■ **SOURCE DOCUMENT**:
## BEGIN

Of course, it’s not a black/white issue at all - but it’s also important to note that disabling subnormals is not a performance panacea. Whether computing them is actually slower or not strongly depends on how it’s implemented in hardware, and how many normal-subnormal interactions (which are usually what makes them slow) you end up with in your particular algorithm.

So disabling them can unfortunately only be done on a case-by-case basis.

I had a case last week when a colleague found that some of her neural networks were several times slower than other ones when running inference in ONNXRunTime on CPU. It turned out that the slow ones had subnormals among the weights. There the solution was trivial though, just flush those coefficients to zero and re-save the models.



Thank you @DNF and @stevengj for the explanation. Looking at the Julia documentation you referenced Treat-Subnormal-Numbers-as-Zeros I think I am safe to use set_zero_subnormals(true) in my code. My code has similar behaviour to the example in the documentation so I may get a performance improvement.


Subnormals could be documented better. They are, and I have the get_zero_subnormals() function in mind, which is in docs, just it not mentioned there. So I’m thinking is it very rare to actually use it?

I see in docs “but incur a performance penalty on some hardware.” Isn’t that on most or all hardware? Or do you have any counterexample? Or the opposite, is it known fast on most by now, x86, and ARM?

It’s actually global, but to the thread, not the process. Likely doesn’t matter if (only) set at start of program. Also documented (but only elsewhere in docs) for get_zero_subnormals():

This function only affects the current thread.

## END

■ **GIVEN TASK A**: From the forum thread on subnormal numbers, copy word for word the passage from "Subnormals could be" up to and including "actually use it?".
■ **GIVEN TASK B**: Continue the forum thread on subnormal numbers, starting right after its last sentence.
The listing below has nothing to do with this.

■ **DATASET EXCERPT**:
## BEGIN

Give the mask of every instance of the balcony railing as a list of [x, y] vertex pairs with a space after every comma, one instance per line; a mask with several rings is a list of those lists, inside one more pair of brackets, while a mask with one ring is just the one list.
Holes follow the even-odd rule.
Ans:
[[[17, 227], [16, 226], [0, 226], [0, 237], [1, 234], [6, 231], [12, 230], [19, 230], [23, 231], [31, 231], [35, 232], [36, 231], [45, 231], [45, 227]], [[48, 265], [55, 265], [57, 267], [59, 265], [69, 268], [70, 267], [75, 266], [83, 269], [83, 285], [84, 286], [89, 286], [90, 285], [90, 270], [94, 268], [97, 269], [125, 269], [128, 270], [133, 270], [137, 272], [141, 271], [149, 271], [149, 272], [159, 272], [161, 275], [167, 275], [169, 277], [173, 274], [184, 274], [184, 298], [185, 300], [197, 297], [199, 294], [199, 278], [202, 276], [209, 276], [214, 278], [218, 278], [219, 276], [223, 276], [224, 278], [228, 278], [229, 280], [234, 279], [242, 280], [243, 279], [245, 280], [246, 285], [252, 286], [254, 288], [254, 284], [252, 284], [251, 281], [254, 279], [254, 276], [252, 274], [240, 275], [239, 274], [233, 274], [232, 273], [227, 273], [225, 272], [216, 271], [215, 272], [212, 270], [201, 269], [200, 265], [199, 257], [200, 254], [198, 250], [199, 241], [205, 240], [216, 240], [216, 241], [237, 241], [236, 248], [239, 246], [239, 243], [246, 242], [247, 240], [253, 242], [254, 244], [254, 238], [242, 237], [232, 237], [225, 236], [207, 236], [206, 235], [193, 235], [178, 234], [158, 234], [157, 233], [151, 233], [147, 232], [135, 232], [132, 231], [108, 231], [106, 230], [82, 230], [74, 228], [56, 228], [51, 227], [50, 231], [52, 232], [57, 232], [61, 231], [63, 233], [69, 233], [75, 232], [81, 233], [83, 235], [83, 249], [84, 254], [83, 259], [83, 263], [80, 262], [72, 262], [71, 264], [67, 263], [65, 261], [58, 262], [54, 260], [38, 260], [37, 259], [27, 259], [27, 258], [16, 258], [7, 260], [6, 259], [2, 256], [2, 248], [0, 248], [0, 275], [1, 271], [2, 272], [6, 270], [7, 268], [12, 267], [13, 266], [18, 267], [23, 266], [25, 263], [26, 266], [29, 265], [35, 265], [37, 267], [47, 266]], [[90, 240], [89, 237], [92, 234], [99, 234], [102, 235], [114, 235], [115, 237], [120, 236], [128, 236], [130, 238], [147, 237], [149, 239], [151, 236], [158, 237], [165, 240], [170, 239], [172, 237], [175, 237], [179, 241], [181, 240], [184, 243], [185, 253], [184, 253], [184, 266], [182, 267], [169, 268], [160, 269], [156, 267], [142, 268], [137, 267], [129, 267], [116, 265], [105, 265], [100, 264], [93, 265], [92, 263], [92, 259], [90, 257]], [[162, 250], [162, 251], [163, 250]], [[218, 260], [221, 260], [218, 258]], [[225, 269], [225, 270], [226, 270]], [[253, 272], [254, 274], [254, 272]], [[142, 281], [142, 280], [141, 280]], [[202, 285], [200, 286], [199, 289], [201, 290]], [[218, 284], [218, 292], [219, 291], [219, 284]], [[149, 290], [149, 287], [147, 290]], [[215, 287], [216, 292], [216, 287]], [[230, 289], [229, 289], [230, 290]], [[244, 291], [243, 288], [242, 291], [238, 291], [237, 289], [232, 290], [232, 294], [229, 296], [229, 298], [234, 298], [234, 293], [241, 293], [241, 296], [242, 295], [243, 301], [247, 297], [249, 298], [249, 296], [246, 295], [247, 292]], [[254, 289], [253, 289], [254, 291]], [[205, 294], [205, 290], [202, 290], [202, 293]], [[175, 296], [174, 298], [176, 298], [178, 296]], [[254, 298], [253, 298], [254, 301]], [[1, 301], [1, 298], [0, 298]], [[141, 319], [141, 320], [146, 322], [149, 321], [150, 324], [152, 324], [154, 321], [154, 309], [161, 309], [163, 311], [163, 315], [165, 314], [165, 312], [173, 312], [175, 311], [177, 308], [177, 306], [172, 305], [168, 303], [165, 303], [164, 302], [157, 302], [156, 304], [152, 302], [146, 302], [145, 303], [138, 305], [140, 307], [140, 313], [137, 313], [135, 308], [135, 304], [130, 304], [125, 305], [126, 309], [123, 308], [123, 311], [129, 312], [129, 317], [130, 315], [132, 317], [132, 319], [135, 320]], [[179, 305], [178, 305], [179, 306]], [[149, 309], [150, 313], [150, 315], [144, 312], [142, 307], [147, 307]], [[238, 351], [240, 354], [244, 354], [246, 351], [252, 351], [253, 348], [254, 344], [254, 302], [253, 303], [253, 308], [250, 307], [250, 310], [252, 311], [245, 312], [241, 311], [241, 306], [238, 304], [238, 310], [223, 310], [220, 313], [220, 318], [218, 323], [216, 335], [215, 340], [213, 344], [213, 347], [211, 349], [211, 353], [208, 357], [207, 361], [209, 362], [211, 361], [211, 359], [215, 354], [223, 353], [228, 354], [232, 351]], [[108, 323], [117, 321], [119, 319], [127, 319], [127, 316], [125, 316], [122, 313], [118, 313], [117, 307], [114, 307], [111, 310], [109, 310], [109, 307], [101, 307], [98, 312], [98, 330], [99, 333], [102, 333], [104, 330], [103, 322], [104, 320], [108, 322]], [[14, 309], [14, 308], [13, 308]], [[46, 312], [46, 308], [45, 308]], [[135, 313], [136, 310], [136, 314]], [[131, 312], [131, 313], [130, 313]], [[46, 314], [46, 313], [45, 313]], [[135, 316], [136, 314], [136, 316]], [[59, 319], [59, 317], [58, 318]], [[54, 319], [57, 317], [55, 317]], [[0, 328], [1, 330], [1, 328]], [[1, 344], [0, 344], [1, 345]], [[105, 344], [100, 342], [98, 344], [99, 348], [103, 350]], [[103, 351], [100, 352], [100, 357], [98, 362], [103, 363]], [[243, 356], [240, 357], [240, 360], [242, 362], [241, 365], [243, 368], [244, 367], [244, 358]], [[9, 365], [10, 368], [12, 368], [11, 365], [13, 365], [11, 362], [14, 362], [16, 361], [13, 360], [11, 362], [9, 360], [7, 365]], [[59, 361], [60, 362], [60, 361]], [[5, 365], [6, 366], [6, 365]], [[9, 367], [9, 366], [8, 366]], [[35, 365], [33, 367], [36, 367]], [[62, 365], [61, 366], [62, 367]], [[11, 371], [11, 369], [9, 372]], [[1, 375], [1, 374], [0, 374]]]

## END

■ **EXERCISE RESULT A**:
Subnormals could be documented better. They are, and I have the get_zero_subnormals() function in mind, which is in docs, just it not mentioned there. So I’m thinking is it very rare to actually use it?

■ **EXERCISE RESULT B**:
Your statement made me think though, is this done much, and then would you set once in your program, at the start, for the main thread (and well if using Julia with many threads, a non-default option, that I think the others would inherit automatically), and forget about it. I.e. it would apply to your program, including (Julia) libraries you call, and e.g. if you call to C or Python etc. (but not when calling Java, with JavaCall.jl or for MATLAB.jl, i.e. languages where interop is implemented in a different process, like they do, on same or different machine).

Since libraries should compose, would you assume most would work with subnormals off, with that non-default setting, at least for all in Julia standard library?

I tried to find how you would set the FPU environment (for this) from C or C++, but I wasn’t successful, only seeing how done with an x86 instruction. I suppose they and other languages have the capability too. Or this is an indication that this is not much done, or thought about with those languages, just assume what the hardware provides.

And some hardware, at least older ARM didn’t support subnormals, while I believe all recent does, is fully IEEE conformant, but still has the option of disabling.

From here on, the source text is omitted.